## BEGIN Extracted information
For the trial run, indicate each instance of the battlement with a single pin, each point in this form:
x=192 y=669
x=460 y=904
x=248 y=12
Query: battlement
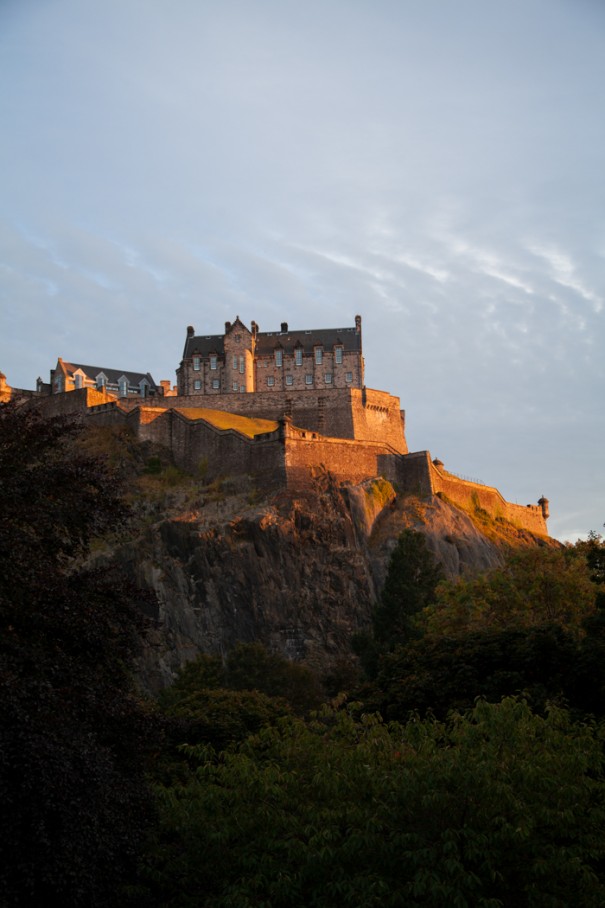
x=280 y=405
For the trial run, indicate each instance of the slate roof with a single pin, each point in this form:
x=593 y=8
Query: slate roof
x=112 y=375
x=267 y=341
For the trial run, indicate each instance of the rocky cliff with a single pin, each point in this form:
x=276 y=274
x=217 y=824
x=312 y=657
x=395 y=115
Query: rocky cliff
x=297 y=572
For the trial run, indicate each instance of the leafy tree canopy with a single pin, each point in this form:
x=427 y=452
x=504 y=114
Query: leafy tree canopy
x=73 y=732
x=498 y=807
x=536 y=586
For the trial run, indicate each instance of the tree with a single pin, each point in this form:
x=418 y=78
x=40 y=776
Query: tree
x=494 y=807
x=410 y=586
x=73 y=734
x=438 y=674
x=534 y=587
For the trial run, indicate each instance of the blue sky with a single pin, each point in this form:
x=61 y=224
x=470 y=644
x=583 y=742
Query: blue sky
x=434 y=166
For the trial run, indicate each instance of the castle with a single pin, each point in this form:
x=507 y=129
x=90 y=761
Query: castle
x=280 y=405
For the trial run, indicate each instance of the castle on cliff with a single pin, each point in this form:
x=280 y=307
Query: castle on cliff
x=282 y=406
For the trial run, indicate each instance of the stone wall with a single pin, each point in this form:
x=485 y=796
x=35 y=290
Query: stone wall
x=74 y=403
x=361 y=414
x=473 y=494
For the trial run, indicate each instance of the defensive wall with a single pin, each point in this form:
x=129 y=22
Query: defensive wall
x=422 y=476
x=353 y=413
x=366 y=439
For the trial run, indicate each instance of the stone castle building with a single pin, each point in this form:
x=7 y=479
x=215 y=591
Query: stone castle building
x=246 y=360
x=280 y=406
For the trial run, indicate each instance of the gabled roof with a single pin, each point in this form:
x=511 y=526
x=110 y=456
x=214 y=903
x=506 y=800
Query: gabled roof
x=112 y=375
x=267 y=341
x=348 y=338
x=204 y=345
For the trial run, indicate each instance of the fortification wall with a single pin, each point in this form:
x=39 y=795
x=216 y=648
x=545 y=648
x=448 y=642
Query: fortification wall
x=419 y=475
x=73 y=403
x=377 y=417
x=351 y=413
x=473 y=494
x=347 y=460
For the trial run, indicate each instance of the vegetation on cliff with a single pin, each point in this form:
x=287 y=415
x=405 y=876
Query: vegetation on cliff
x=465 y=769
x=73 y=736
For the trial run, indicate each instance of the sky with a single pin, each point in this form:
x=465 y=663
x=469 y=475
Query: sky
x=436 y=166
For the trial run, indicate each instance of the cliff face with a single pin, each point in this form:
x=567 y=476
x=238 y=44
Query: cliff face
x=299 y=573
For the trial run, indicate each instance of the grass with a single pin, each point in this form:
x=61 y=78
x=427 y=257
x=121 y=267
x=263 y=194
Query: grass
x=222 y=420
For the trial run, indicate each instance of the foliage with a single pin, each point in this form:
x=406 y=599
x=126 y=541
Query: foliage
x=221 y=717
x=73 y=733
x=534 y=587
x=495 y=808
x=412 y=579
x=409 y=587
x=437 y=674
x=249 y=666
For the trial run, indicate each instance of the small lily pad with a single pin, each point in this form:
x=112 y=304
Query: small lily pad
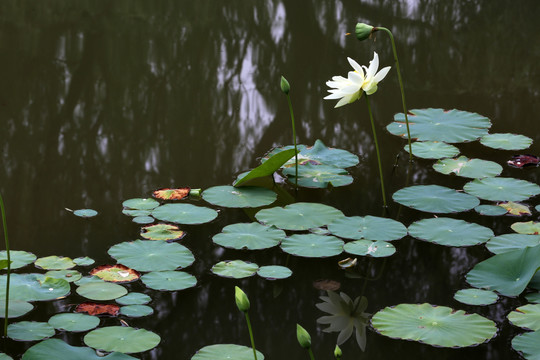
x=236 y=269
x=506 y=141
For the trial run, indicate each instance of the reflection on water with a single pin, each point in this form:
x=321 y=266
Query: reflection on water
x=101 y=102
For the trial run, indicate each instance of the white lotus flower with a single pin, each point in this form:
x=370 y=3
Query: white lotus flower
x=362 y=79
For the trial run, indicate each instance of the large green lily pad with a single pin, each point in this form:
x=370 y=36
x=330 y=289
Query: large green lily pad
x=433 y=325
x=450 y=126
x=148 y=255
x=502 y=189
x=250 y=236
x=450 y=232
x=435 y=199
x=299 y=216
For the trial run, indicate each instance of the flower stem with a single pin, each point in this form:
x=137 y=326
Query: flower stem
x=4 y=223
x=251 y=335
x=377 y=149
x=400 y=86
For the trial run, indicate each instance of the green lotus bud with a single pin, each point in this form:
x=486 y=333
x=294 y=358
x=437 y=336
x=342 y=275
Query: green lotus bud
x=303 y=337
x=285 y=87
x=363 y=31
x=242 y=302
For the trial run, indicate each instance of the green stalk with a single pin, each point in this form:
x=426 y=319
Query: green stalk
x=377 y=149
x=4 y=223
x=400 y=86
x=251 y=335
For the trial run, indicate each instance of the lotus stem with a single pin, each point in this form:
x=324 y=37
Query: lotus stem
x=400 y=86
x=377 y=150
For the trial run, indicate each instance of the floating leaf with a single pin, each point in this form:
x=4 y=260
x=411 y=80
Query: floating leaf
x=433 y=325
x=244 y=197
x=122 y=339
x=299 y=216
x=432 y=149
x=250 y=236
x=312 y=245
x=502 y=189
x=184 y=214
x=450 y=232
x=367 y=227
x=476 y=297
x=451 y=126
x=147 y=255
x=226 y=351
x=470 y=168
x=435 y=199
x=506 y=141
x=236 y=269
x=74 y=322
x=169 y=280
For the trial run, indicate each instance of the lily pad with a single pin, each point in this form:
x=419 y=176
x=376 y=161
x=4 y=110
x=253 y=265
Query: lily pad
x=312 y=245
x=30 y=331
x=432 y=149
x=250 y=236
x=122 y=339
x=169 y=280
x=236 y=269
x=370 y=248
x=244 y=197
x=367 y=227
x=299 y=216
x=74 y=322
x=435 y=199
x=433 y=325
x=506 y=141
x=502 y=189
x=450 y=126
x=470 y=168
x=147 y=255
x=476 y=297
x=184 y=214
x=450 y=232
x=226 y=351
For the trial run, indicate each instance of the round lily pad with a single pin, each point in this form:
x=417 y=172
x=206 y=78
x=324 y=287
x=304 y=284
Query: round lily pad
x=312 y=245
x=184 y=214
x=250 y=236
x=122 y=339
x=30 y=331
x=74 y=322
x=367 y=227
x=274 y=272
x=169 y=280
x=147 y=255
x=502 y=189
x=470 y=168
x=370 y=248
x=236 y=269
x=433 y=325
x=226 y=351
x=432 y=149
x=435 y=199
x=299 y=216
x=450 y=232
x=450 y=126
x=101 y=291
x=476 y=297
x=241 y=197
x=506 y=141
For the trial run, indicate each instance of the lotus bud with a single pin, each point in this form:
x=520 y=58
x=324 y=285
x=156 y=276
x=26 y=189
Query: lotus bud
x=303 y=337
x=363 y=31
x=285 y=87
x=242 y=301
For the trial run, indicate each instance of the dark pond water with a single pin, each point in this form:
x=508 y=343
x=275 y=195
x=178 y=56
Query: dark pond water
x=106 y=101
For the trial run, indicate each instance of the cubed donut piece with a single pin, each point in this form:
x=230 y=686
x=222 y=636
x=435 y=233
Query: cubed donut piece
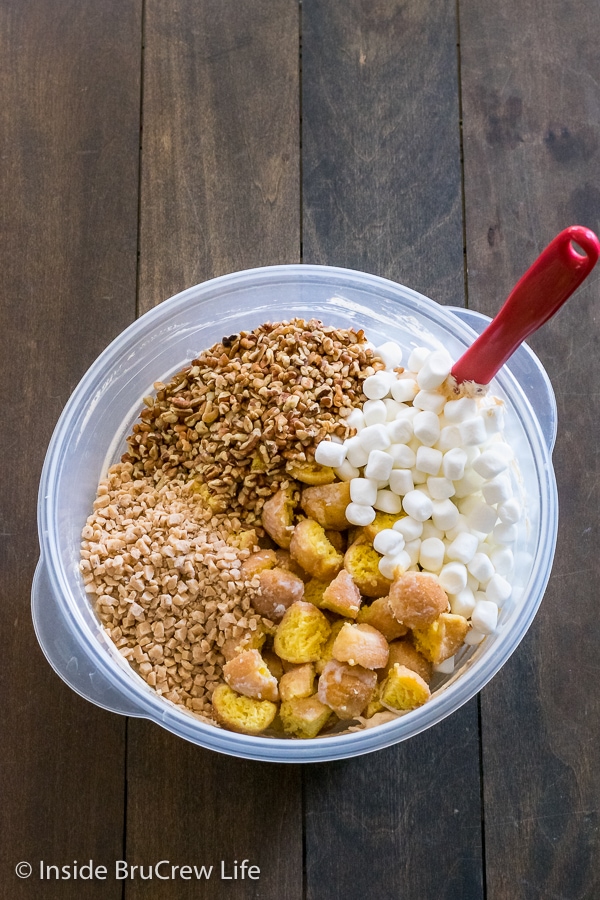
x=278 y=516
x=361 y=645
x=298 y=682
x=342 y=596
x=258 y=562
x=441 y=639
x=277 y=590
x=310 y=472
x=284 y=561
x=379 y=615
x=405 y=654
x=301 y=634
x=362 y=562
x=249 y=640
x=327 y=503
x=239 y=713
x=337 y=539
x=346 y=689
x=304 y=717
x=248 y=674
x=311 y=549
x=326 y=654
x=403 y=689
x=314 y=590
x=417 y=599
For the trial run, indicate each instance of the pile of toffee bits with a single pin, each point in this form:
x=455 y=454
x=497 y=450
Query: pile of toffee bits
x=173 y=521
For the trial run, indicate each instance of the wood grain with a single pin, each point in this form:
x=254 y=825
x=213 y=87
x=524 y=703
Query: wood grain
x=220 y=192
x=531 y=99
x=69 y=125
x=382 y=193
x=381 y=142
x=220 y=157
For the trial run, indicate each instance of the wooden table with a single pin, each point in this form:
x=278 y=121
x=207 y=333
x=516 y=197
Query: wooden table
x=148 y=146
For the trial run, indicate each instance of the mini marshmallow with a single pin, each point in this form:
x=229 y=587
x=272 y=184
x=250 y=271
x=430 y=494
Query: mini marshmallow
x=446 y=667
x=401 y=481
x=461 y=526
x=429 y=530
x=400 y=430
x=404 y=389
x=430 y=400
x=388 y=502
x=346 y=472
x=377 y=386
x=374 y=412
x=440 y=488
x=417 y=358
x=355 y=453
x=458 y=410
x=490 y=463
x=431 y=554
x=509 y=512
x=359 y=514
x=463 y=547
x=474 y=637
x=434 y=370
x=374 y=437
x=412 y=548
x=390 y=353
x=355 y=420
x=420 y=477
x=481 y=567
x=449 y=438
x=417 y=505
x=389 y=564
x=453 y=464
x=472 y=431
x=379 y=465
x=402 y=456
x=330 y=453
x=429 y=460
x=392 y=408
x=484 y=617
x=426 y=427
x=505 y=534
x=463 y=603
x=363 y=491
x=498 y=590
x=498 y=490
x=445 y=514
x=479 y=515
x=503 y=560
x=409 y=528
x=453 y=577
x=388 y=542
x=469 y=484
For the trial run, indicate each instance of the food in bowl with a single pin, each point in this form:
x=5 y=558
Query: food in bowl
x=302 y=531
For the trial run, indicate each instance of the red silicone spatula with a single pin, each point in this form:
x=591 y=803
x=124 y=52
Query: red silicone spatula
x=538 y=294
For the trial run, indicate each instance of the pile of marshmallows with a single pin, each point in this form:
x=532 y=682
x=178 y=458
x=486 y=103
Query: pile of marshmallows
x=445 y=466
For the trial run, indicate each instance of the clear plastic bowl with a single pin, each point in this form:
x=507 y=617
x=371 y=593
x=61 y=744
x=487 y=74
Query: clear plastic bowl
x=91 y=432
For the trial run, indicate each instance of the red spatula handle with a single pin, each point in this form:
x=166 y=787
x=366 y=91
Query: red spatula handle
x=538 y=294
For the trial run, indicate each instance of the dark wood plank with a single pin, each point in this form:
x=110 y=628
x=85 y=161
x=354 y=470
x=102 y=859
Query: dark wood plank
x=220 y=159
x=220 y=193
x=382 y=192
x=381 y=151
x=69 y=126
x=530 y=98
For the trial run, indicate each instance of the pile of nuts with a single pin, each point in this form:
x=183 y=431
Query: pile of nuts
x=174 y=521
x=302 y=531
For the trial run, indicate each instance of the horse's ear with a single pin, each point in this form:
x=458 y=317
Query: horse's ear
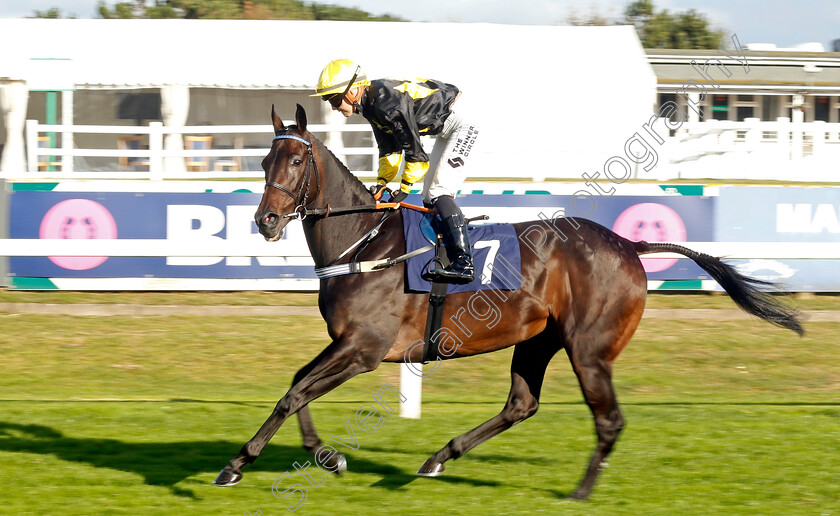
x=277 y=121
x=300 y=118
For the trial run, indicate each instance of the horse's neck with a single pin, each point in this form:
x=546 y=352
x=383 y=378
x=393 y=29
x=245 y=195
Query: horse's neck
x=329 y=236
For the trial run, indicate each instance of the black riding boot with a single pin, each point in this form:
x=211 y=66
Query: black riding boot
## END Extracted information
What is expected =>
Reproduce the records exactly, from the line containing "For the trial run, indicate each instance of the small" up to and including the line containing "x=377 y=150". Omit the pictures.

Exercise output =>
For the trial run, indicate each instance of the small lily pad with a single pin, each point in this form:
x=112 y=304
Query: small lily pad
x=236 y=269
x=506 y=141
For the trial run, indicate each instance of the reflection on water with a single pin, each point in this form:
x=321 y=266
Query: reflection on water
x=101 y=102
For the trial run, indicate each instance of the white lotus flower with a single pin, each point in this form:
x=370 y=3
Query: white lotus flower
x=362 y=79
For the trial run, indicate each instance of the large green lily pad with a single pin, each point in this form:
x=370 y=36
x=330 y=289
Query: large green lily pad
x=433 y=325
x=450 y=126
x=148 y=255
x=502 y=189
x=250 y=236
x=450 y=232
x=435 y=199
x=299 y=216
For the trial run, indicate each instance of the flower stem with a single pin, each point in this form:
x=137 y=326
Query: flower stem
x=4 y=223
x=251 y=335
x=377 y=149
x=400 y=86
For the trial run, indicate each instance of the green lotus bud with a single pin, each point in this form:
x=486 y=333
x=294 y=358
x=437 y=336
x=342 y=275
Query: green lotus bud
x=303 y=337
x=285 y=87
x=363 y=31
x=242 y=302
For the trial run, indicate each instance of the green stalk with a single pin, each point in this form:
x=426 y=319
Query: green stalk
x=377 y=149
x=4 y=223
x=400 y=86
x=251 y=335
For the trial run, indicate each instance of the lotus stem with a single pin, each point in this form:
x=324 y=37
Query: lotus stem
x=400 y=86
x=377 y=150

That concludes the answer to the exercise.